TEXT SEGMENT>
· · · · ·
Normalized operating margin increased to 10.8 percent compared with
9.1 percent in the prior year period.
- Second quarter reported net income was $45 million compared
with $18 million in the prior year period. Normalized net income
was $151 million compared with $101 million in the prior year
period. Normalized EBITDA increased to $284 million compared with
$258 million in the prior year period.
- Second quarter reported diluted earnings per share were $0.11
compared with $0.04 in the prior year period. Normalized diluted
earnings per share were $0.36 compared with $0.24 in the prior year
period.
- Year-to-date operating cash flow was $64 million compared with
$277 million in the prior year period.
- The company raised its full year 2024 outlook.
Second Quarter 2024 Operating
Results
Net sales were $2.0 billion, a 7.8 percent decline compared with
the prior year period, reflecting a core sales decline of 4.2
percent, as well as the impact of unfavorable foreign exchange and
business exits. Pricing in international markets to offset
inflation and currency movements was a meaningful contributor to
the company's core sales performance.
Reported gross margin was 34.4 percent compared with 28.5
percent in the prior year period, as the impact from productivity
savings, favorable mix and pricing more than offset the headwind
from inflation and foreign exchange. Normalized gross margin was
34.8 percent compared with 29.9 percent in the prior year period,
which represents the fourth consecutive quarter of year-over-year
improvement.
Reported operating income was $163 million compared with $120
million in the prior year period. Reported operating margin was 8.0
percent compared with 5.4 percent in the prior year period, largely
reflecting benefits from productivity savings, favorable mix and
pricing, which more than offset the impact of lower net sales,
inflation and unfavorable foreign exchange. Normalized operating
income was $219 million, or 10.8 percent of sales, compared with
$201 million, or 9.1 percent of sales, in the prior year
period.
Net interest expense was $78 million compared with $76 million
in the prior year period.
Reported tax provision was $39 million compared with $17 million
in the prior year period. The normalized tax benefit was $14
million compared with a provision of $16 million in the prior year
period.
Reported net income was $45 million compared with $18 million in
the prior year period. Normalized net income was $151 million
compared with $101 million in the prior year period. Normalized
EBITDA was $284 million compared with $258 million in the prior
year period.
Reported diluted earnings per share were $0.11 compared with
$0.04 in the prior year period. Normalized diluted earnings per
share were $0.36 compared with $0.24 in the prior year period.
· · · · ·
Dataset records

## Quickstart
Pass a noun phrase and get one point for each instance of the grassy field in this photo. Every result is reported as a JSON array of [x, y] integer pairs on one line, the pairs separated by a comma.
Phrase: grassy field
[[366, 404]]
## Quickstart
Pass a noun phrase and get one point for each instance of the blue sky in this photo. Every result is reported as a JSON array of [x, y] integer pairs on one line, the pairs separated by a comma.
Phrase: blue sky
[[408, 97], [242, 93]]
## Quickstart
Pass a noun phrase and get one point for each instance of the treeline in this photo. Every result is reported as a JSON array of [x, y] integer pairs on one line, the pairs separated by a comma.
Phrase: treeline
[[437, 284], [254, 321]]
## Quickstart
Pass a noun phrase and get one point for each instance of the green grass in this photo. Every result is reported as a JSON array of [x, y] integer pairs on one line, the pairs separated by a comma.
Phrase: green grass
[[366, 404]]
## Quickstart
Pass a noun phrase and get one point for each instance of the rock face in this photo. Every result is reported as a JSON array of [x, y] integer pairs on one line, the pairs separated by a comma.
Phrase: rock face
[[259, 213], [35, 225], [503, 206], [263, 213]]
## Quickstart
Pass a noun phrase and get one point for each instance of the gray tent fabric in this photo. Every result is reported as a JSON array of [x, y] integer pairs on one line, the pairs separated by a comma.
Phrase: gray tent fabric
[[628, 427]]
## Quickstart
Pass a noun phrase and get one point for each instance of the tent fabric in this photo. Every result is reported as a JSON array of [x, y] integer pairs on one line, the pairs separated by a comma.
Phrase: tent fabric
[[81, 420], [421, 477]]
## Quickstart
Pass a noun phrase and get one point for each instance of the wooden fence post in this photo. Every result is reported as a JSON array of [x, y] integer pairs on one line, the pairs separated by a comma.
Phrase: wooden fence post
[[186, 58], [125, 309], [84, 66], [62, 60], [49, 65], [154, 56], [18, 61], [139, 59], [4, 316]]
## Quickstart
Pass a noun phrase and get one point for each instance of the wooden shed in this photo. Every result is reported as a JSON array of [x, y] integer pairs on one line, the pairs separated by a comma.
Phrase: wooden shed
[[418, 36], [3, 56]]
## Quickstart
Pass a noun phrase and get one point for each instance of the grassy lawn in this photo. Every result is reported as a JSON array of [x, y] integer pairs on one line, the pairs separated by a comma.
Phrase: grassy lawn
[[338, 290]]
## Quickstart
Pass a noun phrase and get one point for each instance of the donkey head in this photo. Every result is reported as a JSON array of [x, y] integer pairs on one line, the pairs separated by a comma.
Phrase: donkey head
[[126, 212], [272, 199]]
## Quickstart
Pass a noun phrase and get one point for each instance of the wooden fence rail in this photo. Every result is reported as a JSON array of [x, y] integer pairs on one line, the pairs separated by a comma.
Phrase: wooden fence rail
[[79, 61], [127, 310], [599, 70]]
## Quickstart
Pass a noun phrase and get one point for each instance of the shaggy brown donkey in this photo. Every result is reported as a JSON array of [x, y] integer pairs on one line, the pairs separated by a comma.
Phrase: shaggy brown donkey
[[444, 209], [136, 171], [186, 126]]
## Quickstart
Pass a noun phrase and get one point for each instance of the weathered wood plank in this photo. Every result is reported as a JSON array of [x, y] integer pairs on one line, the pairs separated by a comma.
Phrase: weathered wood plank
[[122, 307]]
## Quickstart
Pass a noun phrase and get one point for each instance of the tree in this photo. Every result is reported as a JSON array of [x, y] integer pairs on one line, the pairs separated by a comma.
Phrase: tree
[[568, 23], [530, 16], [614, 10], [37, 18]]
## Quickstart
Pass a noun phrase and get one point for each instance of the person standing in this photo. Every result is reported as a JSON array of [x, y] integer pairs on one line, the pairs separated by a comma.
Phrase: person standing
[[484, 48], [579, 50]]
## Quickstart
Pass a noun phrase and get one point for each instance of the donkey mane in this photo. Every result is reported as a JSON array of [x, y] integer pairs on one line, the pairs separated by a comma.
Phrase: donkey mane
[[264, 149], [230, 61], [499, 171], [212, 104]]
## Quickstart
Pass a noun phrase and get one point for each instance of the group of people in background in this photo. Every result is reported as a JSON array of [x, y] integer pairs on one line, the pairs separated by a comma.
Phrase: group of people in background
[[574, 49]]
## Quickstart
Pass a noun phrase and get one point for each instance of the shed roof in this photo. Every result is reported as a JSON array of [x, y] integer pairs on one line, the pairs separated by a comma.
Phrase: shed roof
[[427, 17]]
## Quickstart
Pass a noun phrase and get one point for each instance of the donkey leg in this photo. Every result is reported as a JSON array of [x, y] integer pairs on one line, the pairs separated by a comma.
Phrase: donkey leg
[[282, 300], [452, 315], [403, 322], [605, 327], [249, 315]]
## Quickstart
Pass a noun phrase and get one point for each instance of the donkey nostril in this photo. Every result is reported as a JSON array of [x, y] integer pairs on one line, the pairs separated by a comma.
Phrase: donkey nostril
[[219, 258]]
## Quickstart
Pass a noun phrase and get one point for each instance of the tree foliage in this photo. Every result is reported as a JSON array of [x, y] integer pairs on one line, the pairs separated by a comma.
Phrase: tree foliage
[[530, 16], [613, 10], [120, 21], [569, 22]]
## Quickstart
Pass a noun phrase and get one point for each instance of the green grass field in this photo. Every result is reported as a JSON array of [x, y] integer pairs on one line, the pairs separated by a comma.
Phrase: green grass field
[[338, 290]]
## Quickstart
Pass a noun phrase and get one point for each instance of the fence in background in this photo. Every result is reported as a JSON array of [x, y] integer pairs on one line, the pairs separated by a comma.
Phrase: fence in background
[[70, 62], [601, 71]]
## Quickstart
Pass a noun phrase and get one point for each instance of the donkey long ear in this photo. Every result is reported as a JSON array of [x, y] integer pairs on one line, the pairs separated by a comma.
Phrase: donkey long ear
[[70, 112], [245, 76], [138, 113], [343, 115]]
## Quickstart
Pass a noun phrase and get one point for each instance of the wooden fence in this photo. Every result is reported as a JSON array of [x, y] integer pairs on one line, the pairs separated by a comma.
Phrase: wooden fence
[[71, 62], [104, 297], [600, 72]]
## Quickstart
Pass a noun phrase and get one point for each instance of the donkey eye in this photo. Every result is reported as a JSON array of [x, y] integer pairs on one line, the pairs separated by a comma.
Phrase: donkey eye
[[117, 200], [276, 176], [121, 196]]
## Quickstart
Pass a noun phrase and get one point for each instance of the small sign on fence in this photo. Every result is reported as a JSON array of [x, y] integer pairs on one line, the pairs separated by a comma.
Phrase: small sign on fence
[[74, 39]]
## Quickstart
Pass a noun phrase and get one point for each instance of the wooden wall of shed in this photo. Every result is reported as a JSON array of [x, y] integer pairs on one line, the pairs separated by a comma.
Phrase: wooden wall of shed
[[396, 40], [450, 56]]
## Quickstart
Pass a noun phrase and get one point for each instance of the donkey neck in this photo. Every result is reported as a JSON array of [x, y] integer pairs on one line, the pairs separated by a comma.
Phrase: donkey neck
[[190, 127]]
· · · · ·
SET EXERCISE A>
Filter the listing and copy out every line that contains the string "weathered", treating uppercase and lowercase as distinct.
SET EXERCISE B>
Pick up the second-quarter earnings report where it stops and continue writing it.

EXERCISE ANSWER A>
Pass a noun phrase and get one point for each instance of the weathered wood plank in this photo. Every result is reported as a JSON array of [x, y] integer pairs on one line, the pairs separated by a comma.
Phrase: weathered wood plank

EXERCISE ANSWER B>
An explanation of non-GAAP measures disclosed in this release
and a reconciliation of these non-GAAP results to comparable GAAP
measures, if available, are included in the tables attached to this
release.
Balance Sheet and Cash
Flow
Year-to-date operating cash flow was $64 million compared with
$277 million in the prior year period. The prior year included
significant contribution from working capital. Inventories have
decreased by approximately $300 million versus the prior year
period.
At the end of the second quarter, Newell Brands had debt
outstanding of $5.0 billion and cash and cash equivalents of $382
million, compared with $5.4 billion and $317 million, respectively,
at the end of the second quarter of 2023.
Second Quarter 2024 Operating Segment
Results
The Home & Commercial Solutions segment generated net sales
of $962 million compared with $1.1 billion in the prior year
period, reflecting a core sales decline of 4.3 percent, as well as
the impact of unfavorable foreign exchange and certain business
exits. Core sales declined in all three businesses: Kitchen, Home
Fragrance and Commercial. Reported operating income was $48
million, or 5.0 percent of sales, compared with operating loss of
$21 million, or negative 2.0 percent of sales, in the prior year
period. Normalized operating income was $71 million, or 7.4 percent
of sales, compared with $23 million, or 2.2 percent of sales, in
the prior year period.
The Learning & Development segment generated net sales of
$813 million, in-line with the prior year period, as core sales
growth of 1.5 percent was offset by the impact of unfavorable
foreign exchange. Core sales increased in both the Writing and Baby
businesses. Reported operating income was $205 million, or 25.2
percent of sales, compared with $188 million, or 23.1 percent of
sales, in the prior year period. Normalized operating income was
$212 million, or 26.1 percent of sales, compared with $199 million,
or 24.5 percent of sales, in the prior year period.
The Outdoor & Recreation segment generated net sales of $258
million compared with $333 million in the prior year period,
reflecting a core sales decline of 18.2 percent, as well as the
impact of unfavorable foreign exchange and certain business exits.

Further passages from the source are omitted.